— start Data supplied —

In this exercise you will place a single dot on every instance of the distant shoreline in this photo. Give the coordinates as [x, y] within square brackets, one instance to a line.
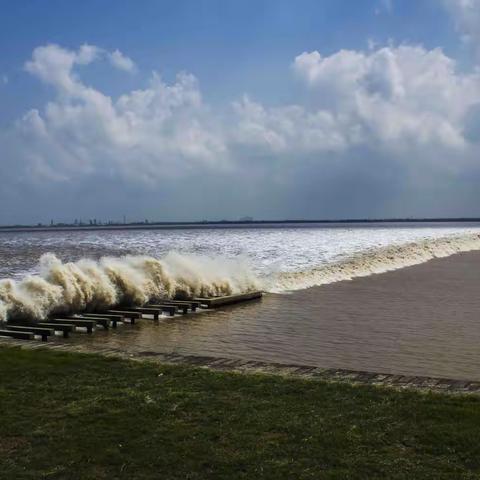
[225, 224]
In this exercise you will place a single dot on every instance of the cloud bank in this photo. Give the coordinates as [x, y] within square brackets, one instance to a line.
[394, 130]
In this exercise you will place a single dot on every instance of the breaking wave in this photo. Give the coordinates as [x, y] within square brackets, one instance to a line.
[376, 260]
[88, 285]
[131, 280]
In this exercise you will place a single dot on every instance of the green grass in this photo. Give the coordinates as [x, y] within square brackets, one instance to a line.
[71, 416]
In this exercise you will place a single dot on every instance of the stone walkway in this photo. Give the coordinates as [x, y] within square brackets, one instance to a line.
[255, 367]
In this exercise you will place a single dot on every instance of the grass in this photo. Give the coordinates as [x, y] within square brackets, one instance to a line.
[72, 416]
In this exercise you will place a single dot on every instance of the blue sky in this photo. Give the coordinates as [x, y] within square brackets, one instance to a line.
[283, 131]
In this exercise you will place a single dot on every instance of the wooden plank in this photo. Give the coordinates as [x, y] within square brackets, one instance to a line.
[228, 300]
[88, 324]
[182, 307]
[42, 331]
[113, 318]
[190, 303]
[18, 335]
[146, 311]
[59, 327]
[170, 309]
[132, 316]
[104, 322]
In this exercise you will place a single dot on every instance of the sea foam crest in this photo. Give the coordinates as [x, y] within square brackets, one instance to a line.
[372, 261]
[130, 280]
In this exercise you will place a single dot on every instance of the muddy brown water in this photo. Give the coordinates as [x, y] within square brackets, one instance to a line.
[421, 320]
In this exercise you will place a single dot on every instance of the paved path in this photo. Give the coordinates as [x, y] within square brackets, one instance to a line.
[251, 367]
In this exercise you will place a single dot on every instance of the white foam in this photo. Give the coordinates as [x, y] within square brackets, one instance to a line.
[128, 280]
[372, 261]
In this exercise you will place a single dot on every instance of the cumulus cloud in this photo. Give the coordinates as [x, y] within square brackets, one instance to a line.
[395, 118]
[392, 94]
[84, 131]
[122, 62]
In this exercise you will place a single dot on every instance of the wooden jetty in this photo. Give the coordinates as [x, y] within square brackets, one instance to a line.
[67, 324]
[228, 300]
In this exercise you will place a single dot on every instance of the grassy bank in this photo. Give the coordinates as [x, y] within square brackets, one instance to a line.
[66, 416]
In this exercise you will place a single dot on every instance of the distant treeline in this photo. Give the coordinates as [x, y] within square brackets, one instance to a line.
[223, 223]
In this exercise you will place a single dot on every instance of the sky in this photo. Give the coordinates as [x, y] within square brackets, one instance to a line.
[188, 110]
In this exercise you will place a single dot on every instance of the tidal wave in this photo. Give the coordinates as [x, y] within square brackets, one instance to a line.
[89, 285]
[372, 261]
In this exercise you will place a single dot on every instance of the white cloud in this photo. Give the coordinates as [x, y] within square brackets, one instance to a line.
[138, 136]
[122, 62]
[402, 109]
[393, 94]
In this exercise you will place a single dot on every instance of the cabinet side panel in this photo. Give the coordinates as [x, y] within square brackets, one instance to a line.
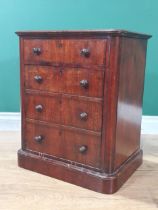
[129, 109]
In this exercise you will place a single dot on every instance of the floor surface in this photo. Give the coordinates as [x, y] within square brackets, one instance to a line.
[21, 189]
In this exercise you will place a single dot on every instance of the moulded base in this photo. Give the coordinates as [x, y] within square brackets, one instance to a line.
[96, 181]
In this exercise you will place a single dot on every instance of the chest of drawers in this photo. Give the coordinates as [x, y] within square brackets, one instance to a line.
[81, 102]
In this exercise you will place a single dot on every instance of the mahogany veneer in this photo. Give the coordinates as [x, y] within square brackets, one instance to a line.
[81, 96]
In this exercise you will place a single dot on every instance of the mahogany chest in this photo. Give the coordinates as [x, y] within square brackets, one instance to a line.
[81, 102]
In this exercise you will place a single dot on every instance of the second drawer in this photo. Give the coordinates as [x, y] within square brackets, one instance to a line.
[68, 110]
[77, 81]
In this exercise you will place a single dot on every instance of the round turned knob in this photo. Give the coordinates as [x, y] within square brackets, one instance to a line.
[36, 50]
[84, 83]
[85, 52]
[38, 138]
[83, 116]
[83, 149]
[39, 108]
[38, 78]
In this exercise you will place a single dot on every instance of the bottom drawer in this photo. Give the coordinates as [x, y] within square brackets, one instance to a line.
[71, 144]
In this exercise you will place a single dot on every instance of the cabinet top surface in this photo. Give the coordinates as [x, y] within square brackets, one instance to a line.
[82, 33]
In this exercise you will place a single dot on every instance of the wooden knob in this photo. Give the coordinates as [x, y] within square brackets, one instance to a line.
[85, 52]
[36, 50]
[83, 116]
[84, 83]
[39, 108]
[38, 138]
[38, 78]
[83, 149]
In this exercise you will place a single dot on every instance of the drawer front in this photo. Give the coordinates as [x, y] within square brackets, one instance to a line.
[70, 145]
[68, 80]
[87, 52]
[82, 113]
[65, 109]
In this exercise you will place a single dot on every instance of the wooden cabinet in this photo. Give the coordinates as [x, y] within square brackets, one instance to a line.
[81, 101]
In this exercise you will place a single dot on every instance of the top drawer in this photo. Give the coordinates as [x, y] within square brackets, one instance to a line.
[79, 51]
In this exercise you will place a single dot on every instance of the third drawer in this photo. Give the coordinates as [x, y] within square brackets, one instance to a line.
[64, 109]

— end Data supplied —
— start Data supplied —

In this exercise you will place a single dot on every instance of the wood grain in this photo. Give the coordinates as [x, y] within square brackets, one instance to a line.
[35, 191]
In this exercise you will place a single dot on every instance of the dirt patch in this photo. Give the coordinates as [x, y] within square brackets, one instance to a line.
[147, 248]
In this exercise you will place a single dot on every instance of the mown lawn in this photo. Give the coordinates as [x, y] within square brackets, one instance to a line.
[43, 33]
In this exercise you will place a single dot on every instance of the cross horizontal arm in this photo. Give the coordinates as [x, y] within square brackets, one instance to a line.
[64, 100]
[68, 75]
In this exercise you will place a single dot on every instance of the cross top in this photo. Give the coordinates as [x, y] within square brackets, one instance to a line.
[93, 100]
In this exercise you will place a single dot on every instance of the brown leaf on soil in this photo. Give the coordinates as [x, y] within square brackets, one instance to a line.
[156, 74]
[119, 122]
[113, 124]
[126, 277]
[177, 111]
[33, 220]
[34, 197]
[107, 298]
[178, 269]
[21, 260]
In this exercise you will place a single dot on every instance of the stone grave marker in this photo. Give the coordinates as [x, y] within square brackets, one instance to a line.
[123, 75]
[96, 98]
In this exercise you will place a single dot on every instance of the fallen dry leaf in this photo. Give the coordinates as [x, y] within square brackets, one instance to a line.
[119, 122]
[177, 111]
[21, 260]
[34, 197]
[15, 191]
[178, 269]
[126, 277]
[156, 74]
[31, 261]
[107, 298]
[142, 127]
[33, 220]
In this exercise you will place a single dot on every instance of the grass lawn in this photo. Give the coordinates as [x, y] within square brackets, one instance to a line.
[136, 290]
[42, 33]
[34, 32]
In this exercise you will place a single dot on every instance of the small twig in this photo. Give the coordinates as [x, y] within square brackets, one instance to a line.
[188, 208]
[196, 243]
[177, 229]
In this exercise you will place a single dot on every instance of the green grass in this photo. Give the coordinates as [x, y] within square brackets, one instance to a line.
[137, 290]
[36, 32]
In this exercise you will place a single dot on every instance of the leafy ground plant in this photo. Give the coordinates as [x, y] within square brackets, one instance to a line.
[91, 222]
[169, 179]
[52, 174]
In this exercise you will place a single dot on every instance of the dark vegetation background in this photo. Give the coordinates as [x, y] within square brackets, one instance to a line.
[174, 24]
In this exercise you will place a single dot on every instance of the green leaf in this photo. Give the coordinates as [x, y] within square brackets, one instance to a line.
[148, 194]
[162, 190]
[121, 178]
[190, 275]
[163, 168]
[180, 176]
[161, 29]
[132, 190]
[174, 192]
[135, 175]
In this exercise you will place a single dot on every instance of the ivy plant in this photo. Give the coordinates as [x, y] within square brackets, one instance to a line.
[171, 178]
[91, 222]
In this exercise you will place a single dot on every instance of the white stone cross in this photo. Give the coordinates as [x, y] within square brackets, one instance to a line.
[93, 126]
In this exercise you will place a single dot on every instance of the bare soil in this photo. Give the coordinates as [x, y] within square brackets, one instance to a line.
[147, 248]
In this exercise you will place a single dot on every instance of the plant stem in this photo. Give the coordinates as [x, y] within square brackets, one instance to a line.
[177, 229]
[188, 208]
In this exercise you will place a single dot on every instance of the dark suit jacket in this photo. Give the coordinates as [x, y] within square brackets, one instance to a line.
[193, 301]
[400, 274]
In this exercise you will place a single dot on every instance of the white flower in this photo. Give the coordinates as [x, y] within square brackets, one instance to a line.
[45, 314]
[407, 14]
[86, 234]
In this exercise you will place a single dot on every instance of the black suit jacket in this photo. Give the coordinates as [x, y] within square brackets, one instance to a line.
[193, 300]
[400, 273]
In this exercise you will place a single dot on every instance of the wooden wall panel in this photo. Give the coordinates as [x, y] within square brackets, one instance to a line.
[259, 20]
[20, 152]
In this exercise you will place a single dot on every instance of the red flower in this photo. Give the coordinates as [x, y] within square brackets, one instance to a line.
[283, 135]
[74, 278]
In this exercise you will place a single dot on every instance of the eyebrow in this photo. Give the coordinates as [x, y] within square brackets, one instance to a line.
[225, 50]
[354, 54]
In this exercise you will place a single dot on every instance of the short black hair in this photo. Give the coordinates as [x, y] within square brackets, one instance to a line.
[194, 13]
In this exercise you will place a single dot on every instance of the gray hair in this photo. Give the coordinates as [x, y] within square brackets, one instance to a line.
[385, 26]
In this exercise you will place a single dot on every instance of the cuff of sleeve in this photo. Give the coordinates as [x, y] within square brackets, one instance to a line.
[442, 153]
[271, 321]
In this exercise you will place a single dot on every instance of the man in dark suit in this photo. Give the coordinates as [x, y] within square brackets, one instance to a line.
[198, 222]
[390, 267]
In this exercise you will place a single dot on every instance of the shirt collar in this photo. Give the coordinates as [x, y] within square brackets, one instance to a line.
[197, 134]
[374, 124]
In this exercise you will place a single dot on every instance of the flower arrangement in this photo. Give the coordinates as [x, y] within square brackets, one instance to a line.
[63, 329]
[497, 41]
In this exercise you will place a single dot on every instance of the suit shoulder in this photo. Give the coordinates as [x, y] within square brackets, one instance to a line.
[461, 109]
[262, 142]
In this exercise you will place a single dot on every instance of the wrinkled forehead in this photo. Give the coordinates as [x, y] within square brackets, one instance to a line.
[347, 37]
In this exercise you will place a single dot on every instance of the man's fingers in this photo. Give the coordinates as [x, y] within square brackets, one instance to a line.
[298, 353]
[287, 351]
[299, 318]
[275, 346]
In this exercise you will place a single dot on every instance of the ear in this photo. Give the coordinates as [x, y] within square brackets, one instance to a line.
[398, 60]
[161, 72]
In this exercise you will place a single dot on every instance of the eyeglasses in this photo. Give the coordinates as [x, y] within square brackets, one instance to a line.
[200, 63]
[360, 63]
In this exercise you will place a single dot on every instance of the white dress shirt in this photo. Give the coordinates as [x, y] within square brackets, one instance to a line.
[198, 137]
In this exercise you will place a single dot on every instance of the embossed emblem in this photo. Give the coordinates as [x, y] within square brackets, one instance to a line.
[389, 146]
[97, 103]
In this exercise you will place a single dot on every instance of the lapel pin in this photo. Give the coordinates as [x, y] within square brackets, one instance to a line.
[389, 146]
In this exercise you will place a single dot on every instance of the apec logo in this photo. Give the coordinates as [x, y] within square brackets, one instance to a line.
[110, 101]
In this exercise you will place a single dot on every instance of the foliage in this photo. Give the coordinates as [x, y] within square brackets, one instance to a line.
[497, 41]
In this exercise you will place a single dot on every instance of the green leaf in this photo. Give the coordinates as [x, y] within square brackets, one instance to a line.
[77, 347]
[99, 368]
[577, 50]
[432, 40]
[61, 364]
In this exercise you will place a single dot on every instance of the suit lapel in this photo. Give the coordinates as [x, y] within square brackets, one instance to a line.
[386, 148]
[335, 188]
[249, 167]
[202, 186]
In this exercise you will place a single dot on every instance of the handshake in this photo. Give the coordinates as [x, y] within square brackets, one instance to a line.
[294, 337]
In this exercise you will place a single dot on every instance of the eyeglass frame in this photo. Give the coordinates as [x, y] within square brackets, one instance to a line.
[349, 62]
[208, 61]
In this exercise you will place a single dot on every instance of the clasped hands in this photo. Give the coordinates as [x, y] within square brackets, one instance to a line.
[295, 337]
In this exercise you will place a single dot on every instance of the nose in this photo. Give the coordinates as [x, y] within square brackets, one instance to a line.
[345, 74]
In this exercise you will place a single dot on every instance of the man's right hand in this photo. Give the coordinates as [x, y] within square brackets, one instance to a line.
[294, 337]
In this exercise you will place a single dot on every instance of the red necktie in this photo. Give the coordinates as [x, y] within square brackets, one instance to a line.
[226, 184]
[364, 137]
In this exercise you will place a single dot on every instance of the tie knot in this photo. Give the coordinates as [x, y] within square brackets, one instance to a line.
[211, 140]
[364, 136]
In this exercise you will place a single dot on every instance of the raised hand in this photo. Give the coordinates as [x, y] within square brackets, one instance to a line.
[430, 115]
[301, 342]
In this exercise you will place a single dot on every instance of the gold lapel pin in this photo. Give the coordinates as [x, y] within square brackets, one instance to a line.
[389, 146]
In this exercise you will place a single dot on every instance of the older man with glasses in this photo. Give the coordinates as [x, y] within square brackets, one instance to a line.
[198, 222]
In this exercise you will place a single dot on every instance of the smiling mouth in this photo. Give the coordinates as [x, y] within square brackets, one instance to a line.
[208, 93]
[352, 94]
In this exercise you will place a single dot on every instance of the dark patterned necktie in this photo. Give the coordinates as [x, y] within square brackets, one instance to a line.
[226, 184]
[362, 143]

— end Data supplied —
— start Data supplied —

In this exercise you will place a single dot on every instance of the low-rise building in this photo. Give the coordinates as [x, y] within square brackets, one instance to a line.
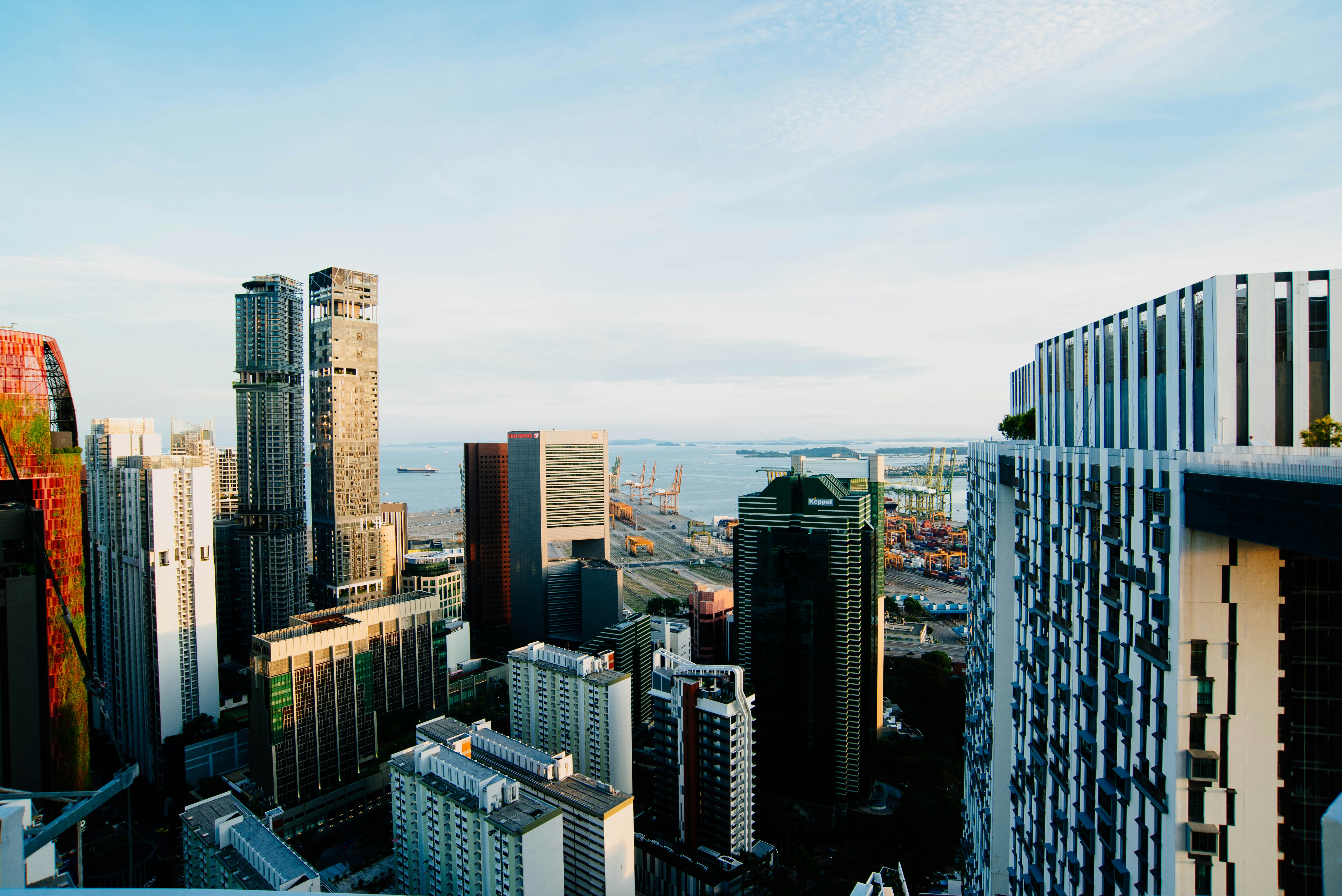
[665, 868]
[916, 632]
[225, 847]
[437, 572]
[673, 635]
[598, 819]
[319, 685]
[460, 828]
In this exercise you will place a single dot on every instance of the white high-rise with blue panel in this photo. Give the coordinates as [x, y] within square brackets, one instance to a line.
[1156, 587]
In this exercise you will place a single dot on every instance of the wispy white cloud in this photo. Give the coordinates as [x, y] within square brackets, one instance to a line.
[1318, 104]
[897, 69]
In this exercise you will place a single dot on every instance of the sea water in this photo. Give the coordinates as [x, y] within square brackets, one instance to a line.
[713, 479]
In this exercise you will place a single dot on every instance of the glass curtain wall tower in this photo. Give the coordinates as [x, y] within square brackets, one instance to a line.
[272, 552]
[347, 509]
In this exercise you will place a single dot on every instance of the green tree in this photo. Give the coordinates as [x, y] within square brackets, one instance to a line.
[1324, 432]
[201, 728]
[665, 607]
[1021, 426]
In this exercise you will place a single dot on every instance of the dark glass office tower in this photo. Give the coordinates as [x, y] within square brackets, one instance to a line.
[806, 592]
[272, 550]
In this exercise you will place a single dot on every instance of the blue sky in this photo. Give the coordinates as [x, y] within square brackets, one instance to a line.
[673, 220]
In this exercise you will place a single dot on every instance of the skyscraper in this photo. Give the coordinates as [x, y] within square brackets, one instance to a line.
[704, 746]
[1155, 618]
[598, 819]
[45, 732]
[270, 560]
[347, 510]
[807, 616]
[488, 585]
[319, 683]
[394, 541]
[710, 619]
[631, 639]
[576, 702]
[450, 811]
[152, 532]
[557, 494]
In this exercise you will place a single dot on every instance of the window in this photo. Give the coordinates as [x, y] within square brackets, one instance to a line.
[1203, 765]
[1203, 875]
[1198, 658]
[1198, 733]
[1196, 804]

— end Data supplied —

→ **Short task**: Please copy out every line in the rows above that contains the word "brown". Case counts, so a line matches only if its letters have the same capitalization.

→ **Answer for this exercise**:
In this exercise you will place a single dot on every instance of the muddy brown water in this photo. Give the coordinates as [x, y] within square brackets, one instance to a line.
In this exercise you will place a single dot on every instance of the brown leaf on soil in this photo. Give the coordinates as [x, y] within square brackets, one instance to a line.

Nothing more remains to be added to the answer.